___ Document text ___
As the sun casts its long-awaited rays over the British skies, women across the UK are readying themselves for this seasons arm and leg bearing fashion-wear. The desire to be honed and hairless is as synonymous with summer as children screaming for ice cream. Waxing, threading and epilating are just some of the ways that body-hair is banished, only to find that it usually returns with stubbly fervour. But for the hirsute woman, a quick trip to the salon every few weeks is unlikely to suffice.
Hirsutism, the medical term for excessive female face and body-hair, is just one of the many symptoms of polycystic ovarian syndrome (PCOS), along with migraines, diabetes, obesity and acne. “It robs me of my femininity”, says Kate, 29, who was diagnosed with PCOS ten years ago. “It’s hard to feel womanly when I get only one or two periods a year, and like a guy I shave my face everyday.”
Thanks to the hormonal imbalance that can cause higher testosterone levels, women with the condition often struggle with their weight, skin and excess hair. “I was too shy to go to the doctor about my body-hair and adult acne” admits Shauna, 43. “I was really embarrassed about it, and fearful that I’d be turned away for my vanity.” When she was finally tested, Shauna was surprised to see the cysts on her ultrasound scan: “I’m so used to seeing hair and acne on Mum’s body, that I thought it was just a family trait.”
___
Tasks to complete:
1: Answer these questions using the PCOS article.
(a) What three hair-removal methods are named first?
(b) How long ago was Kate diagnosed with PCOS?
(c) What did Shauna see on her ultrasound scan?
2: Reproduce the PCOS article's wording, everything from "As the sun casts" down to "unlikely to suffice.".
___ Records ___
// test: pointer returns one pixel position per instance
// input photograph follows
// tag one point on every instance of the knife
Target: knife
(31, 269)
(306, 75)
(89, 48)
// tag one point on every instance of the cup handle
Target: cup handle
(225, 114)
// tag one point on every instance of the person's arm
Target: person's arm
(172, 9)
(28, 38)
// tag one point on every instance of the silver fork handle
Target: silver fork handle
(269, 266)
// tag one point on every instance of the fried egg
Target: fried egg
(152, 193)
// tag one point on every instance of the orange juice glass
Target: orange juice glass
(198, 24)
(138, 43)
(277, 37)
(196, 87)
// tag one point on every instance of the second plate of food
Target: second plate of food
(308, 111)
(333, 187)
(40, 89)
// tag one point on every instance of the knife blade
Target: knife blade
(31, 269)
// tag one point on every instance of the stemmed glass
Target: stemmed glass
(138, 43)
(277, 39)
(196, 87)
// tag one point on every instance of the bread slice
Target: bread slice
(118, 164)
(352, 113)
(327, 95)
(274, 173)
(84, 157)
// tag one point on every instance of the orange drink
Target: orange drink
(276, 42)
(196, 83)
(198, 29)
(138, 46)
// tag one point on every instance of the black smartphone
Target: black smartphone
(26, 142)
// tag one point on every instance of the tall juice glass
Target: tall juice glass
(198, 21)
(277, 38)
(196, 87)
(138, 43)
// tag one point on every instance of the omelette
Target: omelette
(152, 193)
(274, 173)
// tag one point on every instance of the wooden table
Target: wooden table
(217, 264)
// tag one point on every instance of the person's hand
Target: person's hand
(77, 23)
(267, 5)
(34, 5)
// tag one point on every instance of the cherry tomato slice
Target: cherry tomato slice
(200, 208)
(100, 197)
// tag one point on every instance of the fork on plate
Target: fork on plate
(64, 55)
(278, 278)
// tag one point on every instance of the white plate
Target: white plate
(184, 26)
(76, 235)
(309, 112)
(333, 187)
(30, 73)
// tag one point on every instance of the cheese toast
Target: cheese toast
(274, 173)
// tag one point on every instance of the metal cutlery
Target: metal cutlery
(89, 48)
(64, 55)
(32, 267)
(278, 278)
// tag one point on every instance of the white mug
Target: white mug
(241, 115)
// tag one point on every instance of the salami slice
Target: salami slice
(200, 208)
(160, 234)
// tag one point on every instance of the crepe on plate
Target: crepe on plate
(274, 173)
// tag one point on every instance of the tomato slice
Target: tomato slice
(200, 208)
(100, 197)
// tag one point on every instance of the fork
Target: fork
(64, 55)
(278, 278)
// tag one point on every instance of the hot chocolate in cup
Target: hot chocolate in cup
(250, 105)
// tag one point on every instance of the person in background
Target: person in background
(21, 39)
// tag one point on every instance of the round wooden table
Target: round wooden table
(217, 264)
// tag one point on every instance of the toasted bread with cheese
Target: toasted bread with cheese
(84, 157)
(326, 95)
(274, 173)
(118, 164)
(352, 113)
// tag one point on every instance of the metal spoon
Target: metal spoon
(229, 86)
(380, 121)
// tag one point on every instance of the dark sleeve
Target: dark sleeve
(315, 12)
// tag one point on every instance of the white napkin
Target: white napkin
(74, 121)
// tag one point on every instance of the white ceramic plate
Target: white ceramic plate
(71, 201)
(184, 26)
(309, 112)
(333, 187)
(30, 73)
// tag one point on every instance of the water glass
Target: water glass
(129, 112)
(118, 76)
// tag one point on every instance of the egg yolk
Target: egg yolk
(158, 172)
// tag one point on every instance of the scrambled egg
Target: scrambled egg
___
Solutions:
1:
(a) Waxing, threading and epilating.
(b) Ten years ago.
(c) Cysts.

2:
As the sun casts its long-awaited rays over the British skies, women across the UK are readying themselves for this seasons arm and leg bearing fashion-wear. The desire to be honed and hairless is as synonymous with summer as children screaming for ice cream. Waxing, threading and epilating are just some of the ways that body-hair is banished, only to find that it usually returns with stubbly fervour. But for the hirsute woman, a quick trip to the salon every few weeks is unlikely to suffice.